[Opening Document segment section]
Opinion
Case No. 6:15-cv-00707-AA
11-21-2016
ORDER :
Plaintiff Richard William Fischer seeks attorney fees and costs pursuant to the Equal Access to Justice Act ("EAJA"), 28 U.S.C. § 2412. The Commissioner of Social Security ("Commissioner") opposes plaintiff's motion. For the reasons set forth below, plaintiff's motion is granted.
Plaintiff applied for disability benefits 2011, alleging disability due to dyslexia and lower back pain. Tr. 42, 85, 159. The Commissioner denied plaintiff's claim for benefits. Tr. 1, 32. On September 13, 2016, this Court reversed and remanded for an immediate award of benefits. Fischer v. Colvin, 2016 WL 4803175 (D. Or. Sept. 13, 2016). The Court held that plaintiff was disabled because he is limited to medium work, is a person closely approaching retirement age, has an education level of "marginal or none," and has no work history or an unskilled work histoiy. See 20 C.F.R. § 404 subpt. P, app. 2, rule 203.01 (directing a finding disability when these four criteria are met). Having succeeded in his appeal, plaintiff timely filed a motion for attorney fees in the amount of $11,613.47 and costs in the amount of $15.00.
A party that prevails against the United States government in a civil action is entitled to an award of attorney fees under the EAJA, unless the court finds "that the position of the United States was substantially justified or that special circumstances make an award unjust." 28 U.S.C. § 2412(d)(1)(A). The Commissioner does not contend that the agency's position was substantially justified and agrees plaintiff is entitled to a fee award. Nonetheless, the Commissioner opposes plaintiff's motion, arguing that the fee award should be reduced because plaintiff's counsel seeks compensation for an excessive number of hours.
The Commissioner opposes neither plaintiff's counsel's requested hourly rate nor plaintiff's request for costs. I find both the rate and costs billed to be reasonable.
Federal courts assess the reasonableness of fee requests, including EAJA requests in Social Security cases, using the "lodestar" method. Costa v. Comm'r of Soc. Sec. Admin., 690 F.3d 1132, 1135 (9th Cir. 2012). "To calculate the lodestar amount, the court multiplies 'the number of hours reasonably expended on the litigation . . . by a reasonable hourly rate.'" Id. (quoting Hensley v. Eckerhart, 461 U.S. 424, 433 (1983)). The court then may adjust the lodestar upward or downward based on "a host of reasonableness factors, including the quality of representation, the benefit obtained . . . , the complexity and novelty of the issues presented, and the risk of nonpayment," Stetson v. Grissom, 821 F.3d 1157, 1166-67 (9th Cir. 2016) (quotation marks omitted). Counsel for the prevailing party is expected to "exercise 'billing judgment' to 'exclude from a fee request hours that are excessive, redundant, or otherwise unnecessary' as a lawyer in private practice would do." Costa, 690 F.3d at 1135 (quoting Hensley, 461 U.S. at 434). In a Social Security case, the determination of how much time an attorney can reasonably spend on a case "will always depend on case-specific factors including, among others, the complexity of the legal issues, the procedural history, the size of the record, and when counsel was retained." Id. at 1136. Because "lawyers are not likely to spend unnecessary time on contingency fee cases" due to the uncertainty of payment, "courts should generally defer to the winning lawyer's professional judgment as to how much time he was required to spend on the case." Id. (quotation marks omitted).
[Closing Document segment section]
◆ Directions ◆
Print, word for word, the passage of the court order that begins with the words containing "A party that" and ends with "number of hours.".
[Opening Data for analysis section]
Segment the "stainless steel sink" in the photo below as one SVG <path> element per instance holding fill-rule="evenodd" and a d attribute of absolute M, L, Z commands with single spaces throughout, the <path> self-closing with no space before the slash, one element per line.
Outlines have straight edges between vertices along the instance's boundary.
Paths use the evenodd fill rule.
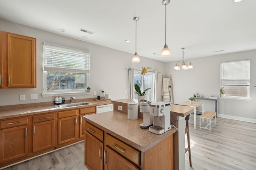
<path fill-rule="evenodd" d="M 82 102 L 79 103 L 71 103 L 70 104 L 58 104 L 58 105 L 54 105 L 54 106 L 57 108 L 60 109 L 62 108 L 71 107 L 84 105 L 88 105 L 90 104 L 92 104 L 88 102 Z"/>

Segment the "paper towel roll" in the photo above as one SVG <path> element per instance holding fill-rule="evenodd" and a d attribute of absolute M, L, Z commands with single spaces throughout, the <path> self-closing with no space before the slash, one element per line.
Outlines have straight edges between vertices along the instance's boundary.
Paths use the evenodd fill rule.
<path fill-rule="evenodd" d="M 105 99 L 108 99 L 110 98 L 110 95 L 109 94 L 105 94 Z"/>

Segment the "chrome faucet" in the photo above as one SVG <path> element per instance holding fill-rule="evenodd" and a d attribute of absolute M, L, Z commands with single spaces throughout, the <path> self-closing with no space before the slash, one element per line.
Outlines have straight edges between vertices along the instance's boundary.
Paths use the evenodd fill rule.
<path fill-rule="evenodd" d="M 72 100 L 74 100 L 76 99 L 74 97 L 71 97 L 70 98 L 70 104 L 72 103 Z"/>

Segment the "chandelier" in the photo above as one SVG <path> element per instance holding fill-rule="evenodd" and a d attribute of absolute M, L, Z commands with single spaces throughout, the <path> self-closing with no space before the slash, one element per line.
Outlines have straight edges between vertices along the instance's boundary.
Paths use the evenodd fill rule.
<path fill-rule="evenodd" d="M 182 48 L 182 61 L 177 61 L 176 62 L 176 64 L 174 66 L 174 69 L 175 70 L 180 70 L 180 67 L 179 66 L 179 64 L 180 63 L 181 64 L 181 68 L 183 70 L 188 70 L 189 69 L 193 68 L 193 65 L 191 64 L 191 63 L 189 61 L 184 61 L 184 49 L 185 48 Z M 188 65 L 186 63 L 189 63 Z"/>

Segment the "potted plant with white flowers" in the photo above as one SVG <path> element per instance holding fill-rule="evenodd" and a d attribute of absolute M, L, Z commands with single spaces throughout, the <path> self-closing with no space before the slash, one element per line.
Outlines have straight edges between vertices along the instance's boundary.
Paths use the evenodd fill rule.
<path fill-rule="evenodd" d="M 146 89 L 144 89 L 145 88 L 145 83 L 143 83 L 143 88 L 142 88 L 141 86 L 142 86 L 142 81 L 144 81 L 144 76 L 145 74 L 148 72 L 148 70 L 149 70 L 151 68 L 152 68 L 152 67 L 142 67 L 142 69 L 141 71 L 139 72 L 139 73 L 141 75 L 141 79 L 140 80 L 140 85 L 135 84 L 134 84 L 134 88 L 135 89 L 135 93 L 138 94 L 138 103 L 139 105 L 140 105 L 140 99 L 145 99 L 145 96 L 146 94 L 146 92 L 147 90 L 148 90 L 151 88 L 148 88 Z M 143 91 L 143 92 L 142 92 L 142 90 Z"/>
[Closing Data for analysis section]
◆ Task result ◆
A party that prevails against the United States government in a civil action is entitled to an award of attorney fees under the EAJA, unless the court finds "that the position of the United States was substantially justified or that special circumstances make an award unjust." 28 U.S.C. § 2412(d)(1)(A). The Commissioner does not contend that the agency's position was substantially justified and agrees plaintiff is entitled to a fee award. Nonetheless, the Commissioner opposes plaintiff's motion, arguing that the fee award should be reduced because plaintiff's counsel seeks compensation for an excessive number of hours.